‘We Can Only Request What's in Our Protocol': Technology and Autonomy in Healthcare Professionals' Work

Wednesday, 13 July 2016: 11:30
Location: Hörsaal 17 (Juridicum)
Oral Presentation
Andreas KORNELAKIS, King's College London, United Kingdom
Dimitra PETRAKAKI, University of Sussex, United Kingdom
The National Health Service (NHS) system in England has been subject to successive IT-led reforms, designed to ‘modernize’ the way healthcare is provided. The implications of these reforms for healthcare professionals’ work have been studied from a range of perspectives (e.g. inter-professional roles, values and the contested process of change). Yet little attention has been paid to the implications of information technology for healthcare professionals’ work autonomy and task discretion. The present study seeks to fill this gap by examining the impact of new electronic patient records on work standardization, autonomy and discretion. We report evidence from two case studies of NHS Trusts that implemented a national electronic patient record, the National Care Record Service, a part of the National Programme for Information Technology (NPfIT) in the NHS in England. The paper argues that standardization of tasks and routinization of work is not limited to low-skill sectors, but is a possible consequence even in ‘high-skill’ healthcare sectors, in which professionals are usually expected to be able to ‘work around’ new systems by upholding their professional values. Specifically, it shows that the introduction of IT limited the work autonomy and task discretion for both nurses and clinicians by engendering routinization, through computerisation, of three aspects of healthcare professional work namely the delivery of care; the conduct of healthcare professionals and the interaction between healthcare professionals and patients. It concludes that although there is evidence of reallocation of discretion between different professional groups and opportunities for workarounds (albeit limited), new information technologies tend to constrain professional autonomy and discretion without necessary realizing efficiency gains as espoused by managers.

» Aim of the task
Copy out the entire text on information technology and healthcare professionals' autonomy, word for word.

» Supplied data
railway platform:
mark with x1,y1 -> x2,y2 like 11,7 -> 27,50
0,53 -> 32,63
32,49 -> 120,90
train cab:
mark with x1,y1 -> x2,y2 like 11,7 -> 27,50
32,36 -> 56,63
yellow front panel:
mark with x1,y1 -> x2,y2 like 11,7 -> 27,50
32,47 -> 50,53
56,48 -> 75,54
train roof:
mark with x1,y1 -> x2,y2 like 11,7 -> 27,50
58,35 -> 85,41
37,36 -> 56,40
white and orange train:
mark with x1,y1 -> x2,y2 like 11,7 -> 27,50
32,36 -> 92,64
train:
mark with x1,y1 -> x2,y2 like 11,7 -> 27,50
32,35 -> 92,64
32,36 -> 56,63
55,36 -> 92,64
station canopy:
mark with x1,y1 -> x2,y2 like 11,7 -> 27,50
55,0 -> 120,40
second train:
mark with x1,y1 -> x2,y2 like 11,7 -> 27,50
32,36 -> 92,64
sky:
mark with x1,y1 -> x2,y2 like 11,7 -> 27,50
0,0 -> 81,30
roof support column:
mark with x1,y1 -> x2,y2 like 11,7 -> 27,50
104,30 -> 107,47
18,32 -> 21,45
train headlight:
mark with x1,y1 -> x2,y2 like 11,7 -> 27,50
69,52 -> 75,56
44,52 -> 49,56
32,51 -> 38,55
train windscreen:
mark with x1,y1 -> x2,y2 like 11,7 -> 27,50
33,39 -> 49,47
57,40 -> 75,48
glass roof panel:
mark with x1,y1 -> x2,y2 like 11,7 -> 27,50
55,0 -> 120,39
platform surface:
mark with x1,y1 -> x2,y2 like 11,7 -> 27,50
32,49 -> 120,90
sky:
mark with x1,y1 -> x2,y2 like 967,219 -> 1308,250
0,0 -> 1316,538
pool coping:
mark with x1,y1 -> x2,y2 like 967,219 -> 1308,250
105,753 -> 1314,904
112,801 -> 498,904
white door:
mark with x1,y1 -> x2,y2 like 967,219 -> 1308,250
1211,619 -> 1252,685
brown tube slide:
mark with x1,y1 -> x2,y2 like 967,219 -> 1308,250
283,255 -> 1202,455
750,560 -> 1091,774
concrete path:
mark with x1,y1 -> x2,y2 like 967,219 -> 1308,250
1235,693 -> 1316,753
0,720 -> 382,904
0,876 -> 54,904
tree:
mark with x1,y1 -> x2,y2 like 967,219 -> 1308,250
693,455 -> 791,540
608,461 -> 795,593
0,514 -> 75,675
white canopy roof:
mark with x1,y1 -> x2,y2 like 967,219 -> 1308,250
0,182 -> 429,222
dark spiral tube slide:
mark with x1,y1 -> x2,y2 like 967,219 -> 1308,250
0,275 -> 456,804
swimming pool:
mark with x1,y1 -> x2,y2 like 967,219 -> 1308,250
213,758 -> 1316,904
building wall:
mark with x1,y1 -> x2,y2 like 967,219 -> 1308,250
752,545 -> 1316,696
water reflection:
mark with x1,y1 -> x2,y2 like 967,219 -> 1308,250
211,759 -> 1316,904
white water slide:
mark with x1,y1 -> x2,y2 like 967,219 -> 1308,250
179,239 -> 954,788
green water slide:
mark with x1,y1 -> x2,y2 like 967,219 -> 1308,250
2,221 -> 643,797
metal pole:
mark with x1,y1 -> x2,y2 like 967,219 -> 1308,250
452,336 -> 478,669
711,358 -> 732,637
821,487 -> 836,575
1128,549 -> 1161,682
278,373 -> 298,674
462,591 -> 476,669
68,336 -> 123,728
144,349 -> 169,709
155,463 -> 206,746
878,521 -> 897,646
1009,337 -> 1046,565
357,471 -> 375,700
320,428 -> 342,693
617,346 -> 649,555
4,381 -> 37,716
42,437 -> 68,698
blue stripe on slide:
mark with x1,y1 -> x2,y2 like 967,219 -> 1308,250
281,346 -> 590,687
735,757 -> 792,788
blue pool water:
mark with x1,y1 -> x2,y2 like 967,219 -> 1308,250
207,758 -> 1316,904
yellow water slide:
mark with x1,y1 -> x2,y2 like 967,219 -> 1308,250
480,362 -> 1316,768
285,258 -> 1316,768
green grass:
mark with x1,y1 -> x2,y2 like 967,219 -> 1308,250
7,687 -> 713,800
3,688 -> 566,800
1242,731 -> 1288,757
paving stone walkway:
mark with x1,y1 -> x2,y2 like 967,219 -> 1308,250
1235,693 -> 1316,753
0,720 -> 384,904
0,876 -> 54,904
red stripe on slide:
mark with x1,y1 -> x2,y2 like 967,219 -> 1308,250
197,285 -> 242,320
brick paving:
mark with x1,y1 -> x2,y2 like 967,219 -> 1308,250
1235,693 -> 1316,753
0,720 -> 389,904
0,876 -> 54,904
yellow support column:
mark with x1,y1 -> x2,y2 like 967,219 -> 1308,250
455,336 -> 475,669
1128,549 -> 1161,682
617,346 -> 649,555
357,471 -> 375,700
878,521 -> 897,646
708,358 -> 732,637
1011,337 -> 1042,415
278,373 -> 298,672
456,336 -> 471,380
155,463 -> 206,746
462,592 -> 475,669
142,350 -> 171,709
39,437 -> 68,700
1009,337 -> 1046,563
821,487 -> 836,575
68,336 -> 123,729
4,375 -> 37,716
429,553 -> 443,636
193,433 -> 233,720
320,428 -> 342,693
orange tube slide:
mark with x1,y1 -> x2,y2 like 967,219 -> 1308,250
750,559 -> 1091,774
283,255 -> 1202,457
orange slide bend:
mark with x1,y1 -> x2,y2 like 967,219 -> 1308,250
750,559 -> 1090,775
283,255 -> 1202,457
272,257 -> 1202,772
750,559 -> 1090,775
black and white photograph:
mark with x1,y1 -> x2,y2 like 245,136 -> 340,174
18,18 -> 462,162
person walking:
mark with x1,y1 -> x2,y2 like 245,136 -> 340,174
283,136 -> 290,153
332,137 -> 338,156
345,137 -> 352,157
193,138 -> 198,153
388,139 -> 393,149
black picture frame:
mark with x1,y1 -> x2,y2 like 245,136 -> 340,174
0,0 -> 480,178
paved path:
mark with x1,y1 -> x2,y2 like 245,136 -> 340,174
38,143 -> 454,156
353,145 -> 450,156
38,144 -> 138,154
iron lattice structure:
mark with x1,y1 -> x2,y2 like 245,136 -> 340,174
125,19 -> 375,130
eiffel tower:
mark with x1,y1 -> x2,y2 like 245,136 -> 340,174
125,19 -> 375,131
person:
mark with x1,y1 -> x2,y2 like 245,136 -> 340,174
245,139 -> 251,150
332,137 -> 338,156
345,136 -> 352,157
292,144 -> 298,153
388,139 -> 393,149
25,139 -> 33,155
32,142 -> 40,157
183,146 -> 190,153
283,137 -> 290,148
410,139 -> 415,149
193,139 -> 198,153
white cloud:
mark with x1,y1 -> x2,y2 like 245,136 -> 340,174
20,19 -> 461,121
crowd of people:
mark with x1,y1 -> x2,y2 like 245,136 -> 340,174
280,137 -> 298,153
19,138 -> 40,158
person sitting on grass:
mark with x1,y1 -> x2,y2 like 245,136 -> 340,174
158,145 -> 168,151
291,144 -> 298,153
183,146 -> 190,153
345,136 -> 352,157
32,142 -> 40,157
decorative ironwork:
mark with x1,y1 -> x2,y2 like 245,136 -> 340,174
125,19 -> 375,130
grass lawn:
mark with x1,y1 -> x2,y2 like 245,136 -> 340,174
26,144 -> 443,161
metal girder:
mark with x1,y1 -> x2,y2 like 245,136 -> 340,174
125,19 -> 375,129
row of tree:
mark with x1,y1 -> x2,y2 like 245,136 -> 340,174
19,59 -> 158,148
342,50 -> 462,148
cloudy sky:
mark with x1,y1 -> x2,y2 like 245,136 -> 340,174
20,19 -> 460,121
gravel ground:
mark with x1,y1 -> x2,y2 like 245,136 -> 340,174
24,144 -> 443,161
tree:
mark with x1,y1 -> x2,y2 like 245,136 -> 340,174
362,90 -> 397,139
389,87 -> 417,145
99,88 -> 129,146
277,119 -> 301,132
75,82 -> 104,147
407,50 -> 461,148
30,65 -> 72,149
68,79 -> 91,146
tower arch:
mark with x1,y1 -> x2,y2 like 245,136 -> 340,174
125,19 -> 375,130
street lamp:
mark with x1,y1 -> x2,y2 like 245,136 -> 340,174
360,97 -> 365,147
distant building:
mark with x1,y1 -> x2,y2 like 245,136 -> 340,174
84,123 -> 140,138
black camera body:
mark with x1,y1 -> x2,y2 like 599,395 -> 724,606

» Answer section
‘We Can Only Request What's in Our Protocol': Technology and Autonomy in Healthcare Professionals' Work

Wednesday, 13 July 2016: 11:30
Location: Hörsaal 17 (Juridicum)
Oral Presentation
Andreas KORNELAKIS, King's College London, United Kingdom
Dimitra PETRAKAKI, University of Sussex, United Kingdom
The National Health Service (NHS) system in England has been subject to successive IT-led reforms, designed to ‘modernize’ the way healthcare is provided. The implications of these reforms for healthcare professionals’ work have been studied from a range of perspectives (e.g. inter-professional roles, values and the contested process of change). Yet little attention has been paid to the implications of information technology for healthcare professionals’ work autonomy and task discretion. The present study seeks to fill this gap by examining the impact of new electronic patient records on work standardization, autonomy and discretion. We report evidence from two case studies of NHS Trusts that implemented a national electronic patient record, the National Care Record Service, a part of the National Programme for Information Technology (NPfIT) in the NHS in England. The paper argues that standardization of tasks and routinization of work is not limited to low-skill sectors, but is a possible consequence even in ‘high-skill’ healthcare sectors, in which professionals are usually expected to be able to ‘work around’ new systems by upholding their professional values. Specifically, it shows that the introduction of IT limited the work autonomy and task discretion for both nurses and clinicians by engendering routinization, through computerisation, of three aspects of healthcare professional work namely the delivery of care; the conduct of healthcare professionals and the interaction between healthcare professionals and patients. It concludes that although there is evidence of reallocation of discretion between different professional groups and opportunities for workarounds (albeit limited), new information technologies tend to constrain professional autonomy and discretion without necessary realizing efficiency gains as espoused by managers.